*** SUPPLIED TEXT Section Begins ***
Investors are bracing for another hot US inflation report that’ll embolden the Federal Reserve for another super-sized interest rate hike later this month.
Consensus expects US inflation to accelerate to 8.8% year-on-year in June, up from 8.6% in May, which would mark the highest since December 1981.
Core inflation, which excludes volatile food and energy prices, is expected to ease to 5.7% year-on-year, down from 6.0% in May.
The market hates uncertainty and right now, it's expecting inflation to come in at 8.8% and a 75 bps interest rate hike to follow shortly after.
CME’s Fedwatch Tool prices in a 92.4% probability of a 75 bps rate hike at the Fed’s July meeting.
Besides the numbers, it’s important to see a fall in sticky inflation factors (fuel, food and supply constraints), falling wage growth and easing consumer inflation expectations.
What the market doesn’t want to see is another unexpected surprise in consumer prices, which would then rattle the recent narrative that inflation will soon peak and hopes of a more dovish Fed.
Interestingly, since the beginning of 2021, US month-on-month inflation prints have been above consensus expectations 11 times, and below expectation only once in August 2021, according to Bank of America.
So what does the market do when inflation surprises to the upside? It falls.
Notwithstanding other factors that may impact the S&P 500, the index has declined on every inflation print this year (except January).
Goldman Sachs forecasts headline inflation to be above consensus tomorrow, at 8.88%. The investment bank's June CPI Preview said it expects shelter and retail inflation to slow, but auto prices to "likely rise meaningfully due to further global supply disruptions."
Elsewhere, Richmond Federal Reserve President Thomas Barkin said he expects inflation to come down but 'not immediately or predictably'.
*** SUPPLIED TEXT Section Ends ***
» **EXERCISE INSTRUCTIONS**:
1 – According to the article on the US inflation report, what probability does CME's Fedwatch Tool assign to a 75 bps rate hike at the Fed's July meeting?
2 – Resume the article on the US inflation report, writing on from its final sentence.
This listing has no connection to the article on the US inflation report.
*** EXTRACTED RECORDS Section Begins ***
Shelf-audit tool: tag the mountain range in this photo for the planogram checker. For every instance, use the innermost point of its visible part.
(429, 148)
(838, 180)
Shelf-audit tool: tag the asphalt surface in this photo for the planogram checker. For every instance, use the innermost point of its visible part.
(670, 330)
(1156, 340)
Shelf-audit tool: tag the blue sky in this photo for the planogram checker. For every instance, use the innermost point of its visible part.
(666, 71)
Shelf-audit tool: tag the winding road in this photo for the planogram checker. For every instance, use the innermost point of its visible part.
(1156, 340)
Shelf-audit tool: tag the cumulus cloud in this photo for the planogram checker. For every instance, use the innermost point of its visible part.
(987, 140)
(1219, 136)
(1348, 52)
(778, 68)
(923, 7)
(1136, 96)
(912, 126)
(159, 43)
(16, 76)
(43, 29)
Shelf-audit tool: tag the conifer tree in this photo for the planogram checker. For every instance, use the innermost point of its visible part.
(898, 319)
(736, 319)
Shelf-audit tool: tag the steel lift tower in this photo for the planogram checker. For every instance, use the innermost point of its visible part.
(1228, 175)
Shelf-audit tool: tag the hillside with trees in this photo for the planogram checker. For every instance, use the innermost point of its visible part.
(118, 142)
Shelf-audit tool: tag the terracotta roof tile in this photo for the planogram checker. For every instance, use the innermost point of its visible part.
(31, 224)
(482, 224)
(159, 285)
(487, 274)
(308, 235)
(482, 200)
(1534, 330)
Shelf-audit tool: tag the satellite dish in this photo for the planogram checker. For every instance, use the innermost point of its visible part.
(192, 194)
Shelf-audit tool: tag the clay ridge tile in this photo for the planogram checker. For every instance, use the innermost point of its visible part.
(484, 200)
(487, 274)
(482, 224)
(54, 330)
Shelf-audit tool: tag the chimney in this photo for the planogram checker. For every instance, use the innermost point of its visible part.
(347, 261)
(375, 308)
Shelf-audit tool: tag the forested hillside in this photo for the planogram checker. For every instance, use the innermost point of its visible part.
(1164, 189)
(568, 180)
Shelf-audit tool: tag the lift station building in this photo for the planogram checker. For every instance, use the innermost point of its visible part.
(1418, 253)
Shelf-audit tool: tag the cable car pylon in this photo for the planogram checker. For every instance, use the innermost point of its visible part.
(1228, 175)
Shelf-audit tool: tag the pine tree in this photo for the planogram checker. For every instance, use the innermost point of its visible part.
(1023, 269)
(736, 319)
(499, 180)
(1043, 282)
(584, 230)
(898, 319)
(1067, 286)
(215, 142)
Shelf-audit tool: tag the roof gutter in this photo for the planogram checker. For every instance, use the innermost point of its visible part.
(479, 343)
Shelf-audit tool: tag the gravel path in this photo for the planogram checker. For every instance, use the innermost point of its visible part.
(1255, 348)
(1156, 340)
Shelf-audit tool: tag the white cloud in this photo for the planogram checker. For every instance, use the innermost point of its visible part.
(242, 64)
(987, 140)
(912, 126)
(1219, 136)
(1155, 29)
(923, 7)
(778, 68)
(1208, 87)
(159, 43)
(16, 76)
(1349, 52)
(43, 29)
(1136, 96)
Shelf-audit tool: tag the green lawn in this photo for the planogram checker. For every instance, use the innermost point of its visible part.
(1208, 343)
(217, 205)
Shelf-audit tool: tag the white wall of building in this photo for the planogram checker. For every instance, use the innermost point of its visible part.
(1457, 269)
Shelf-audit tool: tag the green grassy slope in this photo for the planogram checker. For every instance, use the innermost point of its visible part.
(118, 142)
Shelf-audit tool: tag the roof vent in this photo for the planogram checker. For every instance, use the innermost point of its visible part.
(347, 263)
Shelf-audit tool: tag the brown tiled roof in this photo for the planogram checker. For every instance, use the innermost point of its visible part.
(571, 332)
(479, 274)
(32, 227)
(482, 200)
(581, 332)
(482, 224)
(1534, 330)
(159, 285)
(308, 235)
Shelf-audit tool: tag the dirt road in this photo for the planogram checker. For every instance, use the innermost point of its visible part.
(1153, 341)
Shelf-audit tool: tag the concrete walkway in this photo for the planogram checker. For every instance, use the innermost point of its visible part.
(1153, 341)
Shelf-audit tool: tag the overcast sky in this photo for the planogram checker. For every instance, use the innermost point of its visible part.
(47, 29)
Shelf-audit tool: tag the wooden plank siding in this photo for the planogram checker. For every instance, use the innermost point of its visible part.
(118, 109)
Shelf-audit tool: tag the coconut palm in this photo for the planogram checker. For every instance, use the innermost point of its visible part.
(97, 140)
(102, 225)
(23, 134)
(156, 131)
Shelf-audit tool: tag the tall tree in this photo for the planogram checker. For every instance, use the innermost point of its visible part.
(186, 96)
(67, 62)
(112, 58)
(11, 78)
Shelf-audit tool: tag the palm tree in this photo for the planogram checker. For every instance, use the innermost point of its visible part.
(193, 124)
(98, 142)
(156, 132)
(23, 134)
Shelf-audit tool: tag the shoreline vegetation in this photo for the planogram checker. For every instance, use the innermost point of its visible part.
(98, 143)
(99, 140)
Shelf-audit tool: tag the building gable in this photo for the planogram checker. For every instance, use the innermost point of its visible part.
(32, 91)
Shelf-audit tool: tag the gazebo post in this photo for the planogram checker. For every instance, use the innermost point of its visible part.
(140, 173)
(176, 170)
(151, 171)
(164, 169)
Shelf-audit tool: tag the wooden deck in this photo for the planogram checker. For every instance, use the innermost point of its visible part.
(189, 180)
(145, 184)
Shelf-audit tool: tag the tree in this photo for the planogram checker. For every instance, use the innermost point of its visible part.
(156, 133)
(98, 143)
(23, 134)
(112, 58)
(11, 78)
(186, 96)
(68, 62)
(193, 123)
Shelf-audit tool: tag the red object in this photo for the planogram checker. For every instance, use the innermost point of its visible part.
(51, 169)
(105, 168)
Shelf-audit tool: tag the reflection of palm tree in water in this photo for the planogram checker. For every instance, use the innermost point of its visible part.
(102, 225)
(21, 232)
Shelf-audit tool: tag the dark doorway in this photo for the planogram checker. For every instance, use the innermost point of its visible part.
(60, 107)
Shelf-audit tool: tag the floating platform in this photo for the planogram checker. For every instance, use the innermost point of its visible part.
*** EXTRACTED RECORDS Section Ends ***
» **SOLVED PROBLEMS**:
1 – 92.4%

2 –
Barkin cited early signals of easing freight costs and reports of a hiring slowdown. The pullback in commodity prices was also viewed as a factor that should help the inflation battle.
The US inflation data will be released at 10:30 pm AEST.
Investors should watch how the Fed responds to tonight's inflation numbers, that being:
Contempt with the numbers and hiking in-line with expectations; or
Doing whatever it takes to bring inflation back to 2-3%
IHS Markit, now a part of S&P Global, provided four reasons why inflation will start to moderate - potentially substantially - in the second-half of 2022.
Recent slowing of demand is greater than at any time during the pandemic (other than the initial lockdown) and not caused by pandemic lockdowns
Recent easing of price pressures associated with a “substantial moderation of supply chain delays”
Cooling of final demand accompanied by a shift away from inventory building, which will further reduce demand-pull pressure in input prices
Slowdown is seeing a steep pull-back in firms’ growth expectations. This drop in confidence will take pressure off labour demand and wages, weaken output growth in coming months, all of which relieves inflationary pressures
The main uncertainty is energy prices, especially in Europe, where prices have rocketed to all time highs due to uncertainty around Russian gas supplies.